*SET PROBLEM*: From the line that has "Objective — one dot per instance of the ceiling air" down to the final line of the listing below, transcribe every line exactly, and only those.

Dataset records about object locations:
——————————

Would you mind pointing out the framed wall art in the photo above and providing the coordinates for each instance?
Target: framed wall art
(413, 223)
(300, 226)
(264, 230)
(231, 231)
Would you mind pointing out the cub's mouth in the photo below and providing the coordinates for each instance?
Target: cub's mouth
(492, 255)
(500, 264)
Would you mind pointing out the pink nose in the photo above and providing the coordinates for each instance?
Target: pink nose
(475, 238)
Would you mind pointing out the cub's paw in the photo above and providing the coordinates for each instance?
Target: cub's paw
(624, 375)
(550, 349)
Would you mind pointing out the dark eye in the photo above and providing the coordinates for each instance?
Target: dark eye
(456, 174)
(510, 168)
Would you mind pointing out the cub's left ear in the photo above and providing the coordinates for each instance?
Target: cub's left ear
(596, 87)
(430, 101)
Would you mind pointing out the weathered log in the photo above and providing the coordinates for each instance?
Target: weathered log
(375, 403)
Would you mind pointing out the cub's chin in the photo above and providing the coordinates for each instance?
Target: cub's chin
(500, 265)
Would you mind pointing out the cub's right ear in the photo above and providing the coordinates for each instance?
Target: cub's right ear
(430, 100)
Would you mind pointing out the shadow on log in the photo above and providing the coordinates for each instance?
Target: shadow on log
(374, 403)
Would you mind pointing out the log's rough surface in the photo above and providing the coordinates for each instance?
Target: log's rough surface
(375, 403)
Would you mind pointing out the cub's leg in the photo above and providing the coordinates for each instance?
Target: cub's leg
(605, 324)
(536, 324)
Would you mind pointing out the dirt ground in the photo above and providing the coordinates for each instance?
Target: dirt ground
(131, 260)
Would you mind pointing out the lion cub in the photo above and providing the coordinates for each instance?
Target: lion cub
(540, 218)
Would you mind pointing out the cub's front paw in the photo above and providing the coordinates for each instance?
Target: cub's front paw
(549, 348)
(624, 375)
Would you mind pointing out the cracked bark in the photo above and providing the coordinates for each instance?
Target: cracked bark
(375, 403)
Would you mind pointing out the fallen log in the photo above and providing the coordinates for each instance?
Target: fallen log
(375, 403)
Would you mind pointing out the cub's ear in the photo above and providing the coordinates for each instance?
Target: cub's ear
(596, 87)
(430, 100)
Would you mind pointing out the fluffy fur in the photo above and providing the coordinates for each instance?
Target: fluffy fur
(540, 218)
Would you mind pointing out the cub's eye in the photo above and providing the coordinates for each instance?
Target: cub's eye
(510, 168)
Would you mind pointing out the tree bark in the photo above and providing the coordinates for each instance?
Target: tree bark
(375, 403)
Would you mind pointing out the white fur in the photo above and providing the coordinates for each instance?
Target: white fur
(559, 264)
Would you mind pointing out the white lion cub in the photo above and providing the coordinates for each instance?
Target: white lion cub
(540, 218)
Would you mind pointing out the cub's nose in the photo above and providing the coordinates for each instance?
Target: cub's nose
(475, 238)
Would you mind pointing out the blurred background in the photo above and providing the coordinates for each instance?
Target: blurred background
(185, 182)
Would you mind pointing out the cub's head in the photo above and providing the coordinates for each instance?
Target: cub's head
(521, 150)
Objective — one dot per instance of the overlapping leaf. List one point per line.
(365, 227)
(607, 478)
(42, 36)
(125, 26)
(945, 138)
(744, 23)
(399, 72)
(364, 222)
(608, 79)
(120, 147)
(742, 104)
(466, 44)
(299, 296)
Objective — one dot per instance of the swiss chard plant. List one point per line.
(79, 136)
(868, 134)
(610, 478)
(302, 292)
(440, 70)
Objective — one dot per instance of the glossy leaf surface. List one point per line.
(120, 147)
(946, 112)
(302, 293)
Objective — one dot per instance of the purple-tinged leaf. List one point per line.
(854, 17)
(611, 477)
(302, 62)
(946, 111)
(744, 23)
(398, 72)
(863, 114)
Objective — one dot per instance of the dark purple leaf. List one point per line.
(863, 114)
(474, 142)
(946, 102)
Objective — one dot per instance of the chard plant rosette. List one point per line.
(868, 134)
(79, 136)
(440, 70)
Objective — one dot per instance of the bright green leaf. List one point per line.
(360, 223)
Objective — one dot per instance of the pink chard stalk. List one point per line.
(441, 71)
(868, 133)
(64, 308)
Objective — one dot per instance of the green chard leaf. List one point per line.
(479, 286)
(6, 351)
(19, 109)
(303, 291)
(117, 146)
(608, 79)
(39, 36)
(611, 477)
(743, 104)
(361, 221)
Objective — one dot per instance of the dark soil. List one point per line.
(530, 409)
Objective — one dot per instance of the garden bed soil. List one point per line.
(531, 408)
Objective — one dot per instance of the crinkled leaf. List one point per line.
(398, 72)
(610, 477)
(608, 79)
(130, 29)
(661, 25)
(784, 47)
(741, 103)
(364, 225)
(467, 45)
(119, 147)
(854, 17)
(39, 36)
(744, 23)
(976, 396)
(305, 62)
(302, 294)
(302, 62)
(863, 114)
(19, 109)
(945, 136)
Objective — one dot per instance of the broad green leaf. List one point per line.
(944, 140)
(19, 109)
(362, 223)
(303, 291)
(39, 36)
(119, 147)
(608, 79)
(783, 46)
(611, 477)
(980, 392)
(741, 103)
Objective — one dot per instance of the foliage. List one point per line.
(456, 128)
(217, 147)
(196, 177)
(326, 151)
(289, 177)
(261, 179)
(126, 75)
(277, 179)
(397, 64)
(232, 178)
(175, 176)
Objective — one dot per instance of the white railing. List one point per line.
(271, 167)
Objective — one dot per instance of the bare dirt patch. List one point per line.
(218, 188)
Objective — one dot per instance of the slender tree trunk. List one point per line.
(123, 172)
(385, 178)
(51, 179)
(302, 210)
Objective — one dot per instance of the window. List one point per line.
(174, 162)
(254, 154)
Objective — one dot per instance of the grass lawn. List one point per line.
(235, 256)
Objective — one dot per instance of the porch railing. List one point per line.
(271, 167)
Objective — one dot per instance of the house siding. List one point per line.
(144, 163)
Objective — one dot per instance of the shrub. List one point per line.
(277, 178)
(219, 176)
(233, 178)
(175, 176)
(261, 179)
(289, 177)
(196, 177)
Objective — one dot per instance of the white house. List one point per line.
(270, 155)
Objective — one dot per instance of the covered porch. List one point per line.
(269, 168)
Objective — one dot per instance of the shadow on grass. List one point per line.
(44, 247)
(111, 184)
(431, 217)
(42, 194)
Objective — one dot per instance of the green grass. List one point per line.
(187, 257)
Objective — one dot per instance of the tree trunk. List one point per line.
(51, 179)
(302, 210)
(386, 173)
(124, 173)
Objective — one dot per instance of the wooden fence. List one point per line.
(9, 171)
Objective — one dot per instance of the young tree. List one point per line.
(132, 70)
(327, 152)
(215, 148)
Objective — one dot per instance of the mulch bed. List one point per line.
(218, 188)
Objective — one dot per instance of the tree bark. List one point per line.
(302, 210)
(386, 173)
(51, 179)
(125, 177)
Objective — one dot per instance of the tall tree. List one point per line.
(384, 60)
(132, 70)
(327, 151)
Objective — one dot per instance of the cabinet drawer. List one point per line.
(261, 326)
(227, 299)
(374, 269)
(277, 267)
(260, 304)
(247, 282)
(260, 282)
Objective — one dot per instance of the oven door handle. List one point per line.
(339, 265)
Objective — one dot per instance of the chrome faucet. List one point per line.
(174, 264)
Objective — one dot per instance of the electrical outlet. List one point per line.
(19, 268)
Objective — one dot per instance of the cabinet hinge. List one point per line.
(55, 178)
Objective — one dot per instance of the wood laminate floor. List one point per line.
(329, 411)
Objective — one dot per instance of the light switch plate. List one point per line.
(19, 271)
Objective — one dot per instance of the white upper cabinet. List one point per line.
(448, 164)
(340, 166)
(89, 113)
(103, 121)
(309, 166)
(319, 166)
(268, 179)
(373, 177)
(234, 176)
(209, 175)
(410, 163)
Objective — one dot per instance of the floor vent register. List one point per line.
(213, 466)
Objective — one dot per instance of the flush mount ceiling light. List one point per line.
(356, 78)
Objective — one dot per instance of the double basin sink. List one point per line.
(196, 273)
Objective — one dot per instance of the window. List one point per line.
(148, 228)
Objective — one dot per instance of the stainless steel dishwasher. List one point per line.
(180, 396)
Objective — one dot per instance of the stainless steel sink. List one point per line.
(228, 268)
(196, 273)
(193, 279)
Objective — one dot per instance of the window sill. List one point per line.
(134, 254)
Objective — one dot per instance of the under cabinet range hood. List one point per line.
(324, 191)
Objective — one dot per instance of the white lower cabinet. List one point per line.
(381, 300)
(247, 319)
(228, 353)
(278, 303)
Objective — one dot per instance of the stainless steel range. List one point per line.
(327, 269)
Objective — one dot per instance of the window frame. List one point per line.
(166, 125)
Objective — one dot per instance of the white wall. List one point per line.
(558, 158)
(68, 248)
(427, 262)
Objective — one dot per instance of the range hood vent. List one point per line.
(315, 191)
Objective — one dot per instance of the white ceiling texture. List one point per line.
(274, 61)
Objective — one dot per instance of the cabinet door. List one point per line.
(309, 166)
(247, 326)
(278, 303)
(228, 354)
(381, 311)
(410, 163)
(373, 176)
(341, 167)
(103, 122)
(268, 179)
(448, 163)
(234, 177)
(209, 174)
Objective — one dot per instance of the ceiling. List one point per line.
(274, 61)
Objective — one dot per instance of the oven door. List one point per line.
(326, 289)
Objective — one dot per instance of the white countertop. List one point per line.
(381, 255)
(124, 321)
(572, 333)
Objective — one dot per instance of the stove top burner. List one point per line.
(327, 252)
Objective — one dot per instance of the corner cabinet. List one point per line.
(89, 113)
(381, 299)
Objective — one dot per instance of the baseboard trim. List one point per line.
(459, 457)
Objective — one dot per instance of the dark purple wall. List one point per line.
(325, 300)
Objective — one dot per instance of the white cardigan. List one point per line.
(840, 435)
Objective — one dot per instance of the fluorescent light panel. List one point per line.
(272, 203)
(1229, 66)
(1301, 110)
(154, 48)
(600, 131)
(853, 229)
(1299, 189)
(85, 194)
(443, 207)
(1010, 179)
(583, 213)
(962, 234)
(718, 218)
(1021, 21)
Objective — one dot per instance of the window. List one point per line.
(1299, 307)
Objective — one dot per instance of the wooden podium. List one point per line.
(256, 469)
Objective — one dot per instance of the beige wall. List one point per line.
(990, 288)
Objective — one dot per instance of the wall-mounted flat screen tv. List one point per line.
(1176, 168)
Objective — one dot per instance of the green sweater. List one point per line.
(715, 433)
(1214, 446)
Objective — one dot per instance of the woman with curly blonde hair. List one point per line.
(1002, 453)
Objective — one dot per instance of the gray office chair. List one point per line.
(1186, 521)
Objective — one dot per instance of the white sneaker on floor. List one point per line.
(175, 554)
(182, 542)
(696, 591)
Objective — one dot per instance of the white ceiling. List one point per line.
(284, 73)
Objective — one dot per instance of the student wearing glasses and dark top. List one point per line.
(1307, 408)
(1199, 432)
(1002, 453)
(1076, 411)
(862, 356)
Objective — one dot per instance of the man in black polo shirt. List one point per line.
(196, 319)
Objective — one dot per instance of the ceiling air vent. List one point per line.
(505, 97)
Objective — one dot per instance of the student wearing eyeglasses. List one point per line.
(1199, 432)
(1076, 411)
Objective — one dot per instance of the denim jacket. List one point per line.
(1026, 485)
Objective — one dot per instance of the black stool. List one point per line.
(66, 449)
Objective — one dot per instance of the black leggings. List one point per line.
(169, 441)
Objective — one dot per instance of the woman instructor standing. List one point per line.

——————————

*SOLUTION FOR THIS EXERCISE*:
Objective — one dot per instance of the ceiling air vent. List one point per line.
(505, 97)
Objective — one dot per instance of the student wearing eyeglasses. List one point per line.
(1199, 432)
(1076, 411)
Objective — one dot per instance of the denim jacket. List one point per line.
(1026, 485)
Objective — one dot per instance of the black stool. List one point per line.
(66, 449)
Objective — one dot per instance of the black leggings. List one point per line.
(169, 441)
Objective — one dot per instance of the woman instructor standing. List one point per line.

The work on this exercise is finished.